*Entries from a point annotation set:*
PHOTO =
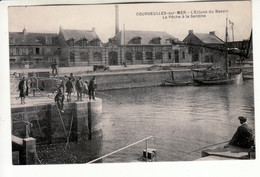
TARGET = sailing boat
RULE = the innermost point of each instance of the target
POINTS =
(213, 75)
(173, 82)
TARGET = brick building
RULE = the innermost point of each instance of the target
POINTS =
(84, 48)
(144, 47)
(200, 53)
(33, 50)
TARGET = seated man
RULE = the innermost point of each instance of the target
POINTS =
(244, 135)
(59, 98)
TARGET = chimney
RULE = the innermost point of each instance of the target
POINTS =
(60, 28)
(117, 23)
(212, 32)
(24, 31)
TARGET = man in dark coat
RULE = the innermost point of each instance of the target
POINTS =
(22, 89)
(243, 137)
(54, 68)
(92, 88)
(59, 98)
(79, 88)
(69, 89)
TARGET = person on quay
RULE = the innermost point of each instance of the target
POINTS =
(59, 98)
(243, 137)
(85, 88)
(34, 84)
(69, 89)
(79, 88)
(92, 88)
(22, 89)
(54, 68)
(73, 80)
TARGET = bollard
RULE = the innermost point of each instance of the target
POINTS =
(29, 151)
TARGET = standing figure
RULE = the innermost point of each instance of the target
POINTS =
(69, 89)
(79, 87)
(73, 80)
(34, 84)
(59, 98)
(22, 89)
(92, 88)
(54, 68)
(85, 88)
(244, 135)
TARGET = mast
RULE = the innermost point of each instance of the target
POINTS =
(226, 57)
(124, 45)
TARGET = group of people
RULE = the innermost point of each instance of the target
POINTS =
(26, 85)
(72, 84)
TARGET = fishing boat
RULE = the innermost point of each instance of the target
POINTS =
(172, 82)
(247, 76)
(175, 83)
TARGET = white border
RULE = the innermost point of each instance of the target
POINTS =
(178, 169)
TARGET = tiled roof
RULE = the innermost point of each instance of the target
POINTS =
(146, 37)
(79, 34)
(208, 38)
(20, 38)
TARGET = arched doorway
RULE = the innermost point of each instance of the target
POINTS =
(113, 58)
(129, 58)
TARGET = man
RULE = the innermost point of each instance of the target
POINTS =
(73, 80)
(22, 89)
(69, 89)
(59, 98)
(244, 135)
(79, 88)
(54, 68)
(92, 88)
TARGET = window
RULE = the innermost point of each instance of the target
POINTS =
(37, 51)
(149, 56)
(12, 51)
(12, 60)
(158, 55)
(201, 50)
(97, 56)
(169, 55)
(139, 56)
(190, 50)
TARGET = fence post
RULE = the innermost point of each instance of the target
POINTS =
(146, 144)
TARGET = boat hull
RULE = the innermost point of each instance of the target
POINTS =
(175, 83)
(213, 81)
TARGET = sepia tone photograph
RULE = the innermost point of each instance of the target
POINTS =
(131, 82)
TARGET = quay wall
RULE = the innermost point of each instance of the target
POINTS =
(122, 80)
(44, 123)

...

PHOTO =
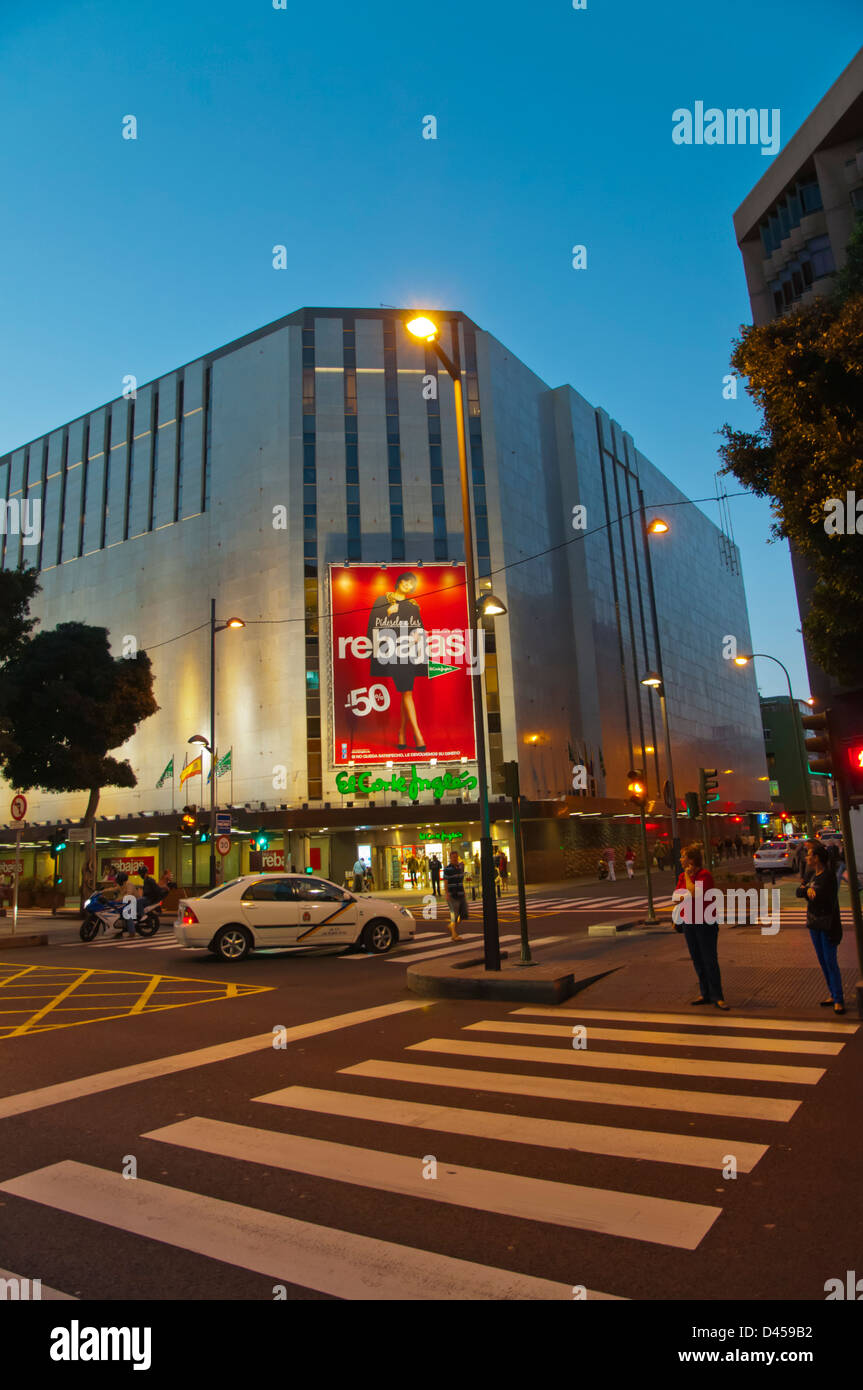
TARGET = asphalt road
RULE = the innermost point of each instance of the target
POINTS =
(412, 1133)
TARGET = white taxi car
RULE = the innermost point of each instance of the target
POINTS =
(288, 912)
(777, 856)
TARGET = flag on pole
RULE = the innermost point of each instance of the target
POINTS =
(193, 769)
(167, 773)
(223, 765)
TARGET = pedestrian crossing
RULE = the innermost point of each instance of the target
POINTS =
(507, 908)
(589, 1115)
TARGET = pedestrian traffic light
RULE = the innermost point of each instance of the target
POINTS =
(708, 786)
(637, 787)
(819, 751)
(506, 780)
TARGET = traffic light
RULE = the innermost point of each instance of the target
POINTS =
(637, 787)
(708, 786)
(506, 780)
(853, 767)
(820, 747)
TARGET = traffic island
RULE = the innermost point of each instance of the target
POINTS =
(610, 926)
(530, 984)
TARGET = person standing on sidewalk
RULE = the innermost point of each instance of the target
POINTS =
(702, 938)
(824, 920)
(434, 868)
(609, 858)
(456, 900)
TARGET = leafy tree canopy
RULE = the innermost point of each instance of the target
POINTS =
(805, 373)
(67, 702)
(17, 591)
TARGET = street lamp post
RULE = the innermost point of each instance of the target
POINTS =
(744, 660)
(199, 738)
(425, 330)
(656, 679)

* * *

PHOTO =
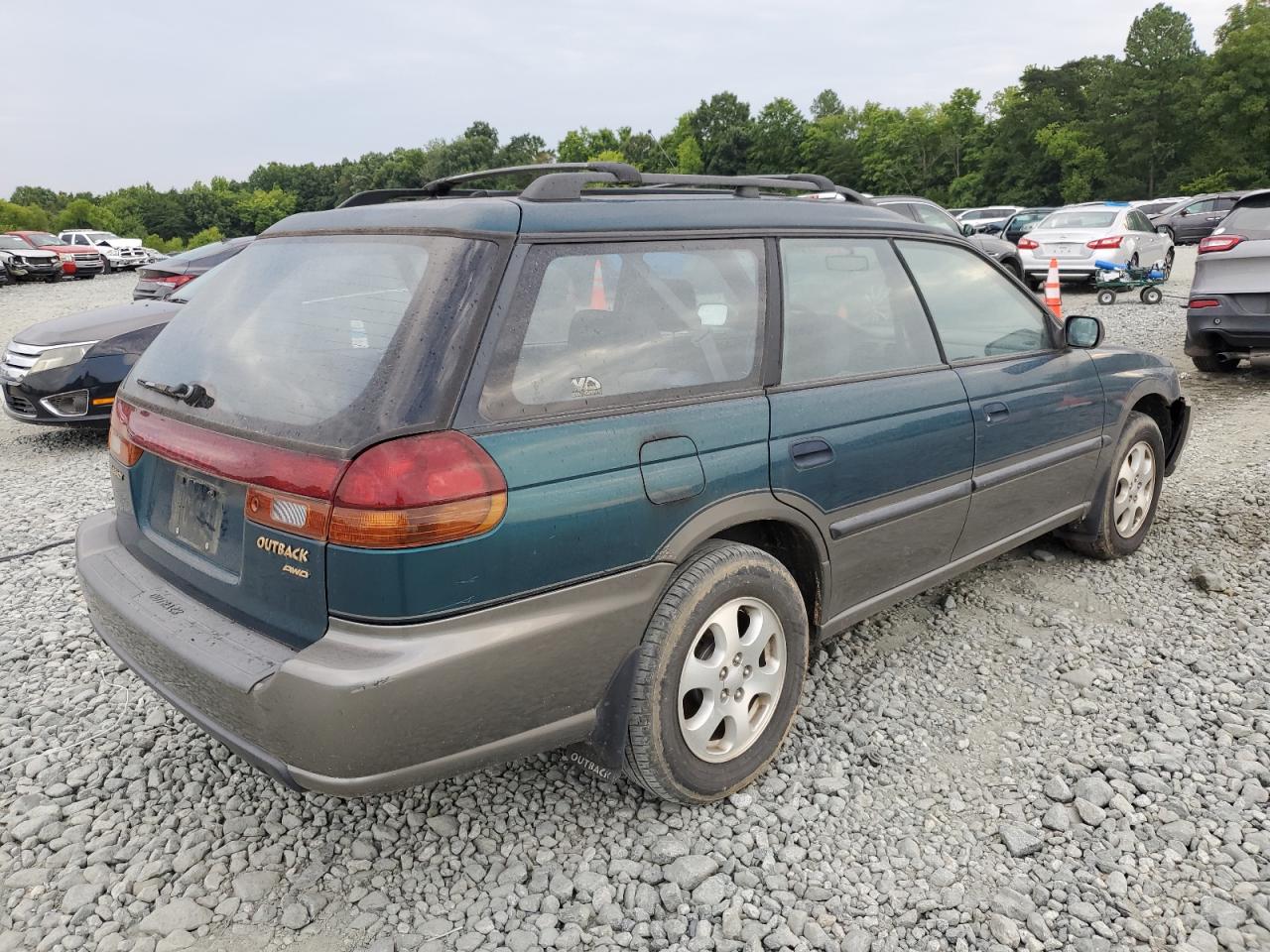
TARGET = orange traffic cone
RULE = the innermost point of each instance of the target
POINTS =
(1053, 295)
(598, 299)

*Your objective:* Pull out every line above that contains the string "person" and copy each one in full.

*Solution to this exercise:*
TARGET = person on quay
TARGET = person standing on sidewalk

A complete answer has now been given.